*** Opening Extract to read ***

A device of this type is known, for example, from U.S. Pat. No. 5,702,489 A.
In order to fasten a prosthesis system securely to an amputation stump of a patient, negative pressure is frequently generated between the amputation stump or a liner pulled over the same, for example produced from an elastomer, and the prosthesis shaft. Between the prosthesis shaft and the liner, which is pulled over an amputation stump, there is generated an inner volume which it is necessary to evacuate. As a rule, the prosthesis shaft has a distal through-bore for this purpose to which a vacuum pump is connected. An arrangement of this type is known, for example, from WO 2006/135851 A2. In this case, the vacuum pump together with a power supply provided for it is part of the prosthesis structure. A switch by means of which the vacuum pump can be activated is arranged on the prosthesis structure itself such that the wearer of the prosthesis system is himself able to set the negative pressure which is acceptable to him and is necessary so that the prosthesis system sits in a fixed manner.
If a prosthesis system of this type is worn over a longer period, for example a day, it is possible for air to penetrate into the inner volume between the liner and the prosthesis shaft as a result of the movement of the amputation stump and of the prosthesis system as well as a result of small leakages. This causes the negative pressure to decrease, as a result of which the fastening of the prosthesis system to the amputation stump is weakened.
The advantage of the embodiment provided in WO 2006/135851 A2 is that the wearer of the prosthesis system always carries the vacuum pump on him as it is part of the prosthesis system. If, as a result of penetrated air, the adhesive effect of the prosthesis system were to be reduced, the wearer can simply activate the vacuum pump by means of the switch and thus re-establish the optimum pressure. If the pressure is measured by means of a sensor, the pump can also be automatically activated. However, a disadvantage of the embodiment shown is that, on the one hand, a sufficient power supply, for example provided by batteries, always has to be provided for the vacuum pump and, on the other hand, both the weight of said power supply and that of the vacuum pump have to be taken along. In addition, it is possible, in particular in the case of short prosthesis systems, for there not to be enough space on the prosthesis system itself to accommodate the vacuum pump and its power supply in the most unobtrusive manner possible.
Consequently, the provision of an external vacuum pump is known, for example from U.S. Pat. No. 5,702,489 and U.S. Pat. No. 6,926,742.
In U.S. Pat. No. 5,702,489 an adapter element is arranged between the prosthesis shaft and the remaining prosthesis structure for this purpose. Said adapter element has a channel, the one orifice of which is connected to the through-bore which is provided in the prosthesis shaft. A connecting device to which, for example, the pump is connected, is provided at the other end of the channel which exits laterally out of the adapter element. A needle valve, by means of which the channel can be closed when no pump is connected to the second output, is provided in between.

*** Closing Extract to read ***
*** Opening Records shown ***

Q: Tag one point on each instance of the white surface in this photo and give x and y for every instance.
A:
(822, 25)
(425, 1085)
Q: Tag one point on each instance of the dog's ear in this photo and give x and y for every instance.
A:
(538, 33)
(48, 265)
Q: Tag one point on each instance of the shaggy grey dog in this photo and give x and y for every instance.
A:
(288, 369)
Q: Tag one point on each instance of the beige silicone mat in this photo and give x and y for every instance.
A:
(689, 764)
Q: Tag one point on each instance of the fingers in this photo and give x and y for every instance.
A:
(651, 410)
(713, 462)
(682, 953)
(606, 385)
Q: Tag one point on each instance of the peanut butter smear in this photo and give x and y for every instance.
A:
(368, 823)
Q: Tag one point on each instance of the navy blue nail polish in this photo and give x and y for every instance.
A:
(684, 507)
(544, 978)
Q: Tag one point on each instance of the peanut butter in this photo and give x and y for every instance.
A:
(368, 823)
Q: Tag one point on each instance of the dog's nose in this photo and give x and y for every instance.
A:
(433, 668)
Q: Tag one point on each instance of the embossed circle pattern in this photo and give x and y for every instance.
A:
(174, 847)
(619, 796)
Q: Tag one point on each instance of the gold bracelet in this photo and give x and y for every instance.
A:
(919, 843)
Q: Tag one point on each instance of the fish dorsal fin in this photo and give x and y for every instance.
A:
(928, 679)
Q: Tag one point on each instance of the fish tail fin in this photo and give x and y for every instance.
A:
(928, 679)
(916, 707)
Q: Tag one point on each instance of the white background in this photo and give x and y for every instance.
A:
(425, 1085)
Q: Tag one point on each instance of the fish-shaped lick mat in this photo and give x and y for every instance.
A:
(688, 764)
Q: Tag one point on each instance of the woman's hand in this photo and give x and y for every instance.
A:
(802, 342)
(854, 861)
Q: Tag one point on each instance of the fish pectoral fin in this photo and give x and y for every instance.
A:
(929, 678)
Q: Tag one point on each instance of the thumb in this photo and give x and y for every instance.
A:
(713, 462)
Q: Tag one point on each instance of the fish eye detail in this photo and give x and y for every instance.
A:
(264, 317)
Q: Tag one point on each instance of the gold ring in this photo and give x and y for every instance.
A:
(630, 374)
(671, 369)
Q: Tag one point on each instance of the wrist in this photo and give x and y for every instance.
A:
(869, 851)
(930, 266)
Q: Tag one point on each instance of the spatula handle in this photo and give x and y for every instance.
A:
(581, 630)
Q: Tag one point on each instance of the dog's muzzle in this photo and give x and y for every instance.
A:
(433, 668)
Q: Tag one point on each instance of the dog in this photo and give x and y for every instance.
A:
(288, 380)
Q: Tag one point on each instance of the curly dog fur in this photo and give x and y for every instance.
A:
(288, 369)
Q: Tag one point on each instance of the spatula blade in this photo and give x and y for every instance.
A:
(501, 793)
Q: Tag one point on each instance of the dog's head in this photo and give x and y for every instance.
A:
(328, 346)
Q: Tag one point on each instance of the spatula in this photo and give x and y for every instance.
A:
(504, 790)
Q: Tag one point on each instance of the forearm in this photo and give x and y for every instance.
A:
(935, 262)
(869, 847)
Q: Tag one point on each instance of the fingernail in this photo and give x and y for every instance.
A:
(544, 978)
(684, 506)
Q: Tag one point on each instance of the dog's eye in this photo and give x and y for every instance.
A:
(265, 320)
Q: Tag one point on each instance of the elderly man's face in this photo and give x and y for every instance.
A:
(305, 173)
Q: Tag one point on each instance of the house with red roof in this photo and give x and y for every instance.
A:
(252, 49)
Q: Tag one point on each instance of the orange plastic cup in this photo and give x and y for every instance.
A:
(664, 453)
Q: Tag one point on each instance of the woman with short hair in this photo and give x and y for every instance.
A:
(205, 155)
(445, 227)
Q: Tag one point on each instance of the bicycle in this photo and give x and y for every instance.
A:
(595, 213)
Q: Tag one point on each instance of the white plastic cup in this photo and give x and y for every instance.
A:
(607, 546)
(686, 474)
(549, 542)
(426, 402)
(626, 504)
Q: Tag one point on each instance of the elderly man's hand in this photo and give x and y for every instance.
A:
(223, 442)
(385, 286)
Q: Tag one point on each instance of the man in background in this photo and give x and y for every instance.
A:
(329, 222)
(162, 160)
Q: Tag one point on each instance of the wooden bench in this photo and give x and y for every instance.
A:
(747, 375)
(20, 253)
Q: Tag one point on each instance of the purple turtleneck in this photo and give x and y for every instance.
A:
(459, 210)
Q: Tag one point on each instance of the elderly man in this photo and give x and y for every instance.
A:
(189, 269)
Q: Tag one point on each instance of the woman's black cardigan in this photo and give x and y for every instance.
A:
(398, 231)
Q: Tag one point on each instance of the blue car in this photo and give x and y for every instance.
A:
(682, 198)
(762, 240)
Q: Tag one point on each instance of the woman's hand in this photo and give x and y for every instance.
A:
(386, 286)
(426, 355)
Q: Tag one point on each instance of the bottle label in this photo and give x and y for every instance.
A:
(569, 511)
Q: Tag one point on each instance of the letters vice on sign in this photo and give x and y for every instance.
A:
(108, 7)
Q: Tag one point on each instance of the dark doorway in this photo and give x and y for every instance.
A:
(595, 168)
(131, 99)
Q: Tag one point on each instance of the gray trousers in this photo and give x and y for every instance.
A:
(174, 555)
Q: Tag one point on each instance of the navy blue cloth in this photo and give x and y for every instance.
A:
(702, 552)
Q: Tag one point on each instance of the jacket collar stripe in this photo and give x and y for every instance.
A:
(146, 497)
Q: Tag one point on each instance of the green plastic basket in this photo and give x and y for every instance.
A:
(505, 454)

*** Closing Records shown ***

**Work order:**
Answer these questions using the prosthesis text above:
(a) In the arrangement known from WO 2006/135851 A2, what is part of the prosthesis structure?
(b) When the prosthesis system is worn over a longer period, what causes the negative pressure to decrease?
(c) In U.S. Pat. No. 5,702,489, what can close the channel when no pump is connected to the second output?

**Answer box:**
(a) The vacuum pump, together with a power supply provided for it.
(b) Air penetrating into the inner volume between the liner and the prosthesis shaft, as a result of the movement of the amputation stump and of the prosthesis system and of small leakages.
(c) A needle valve.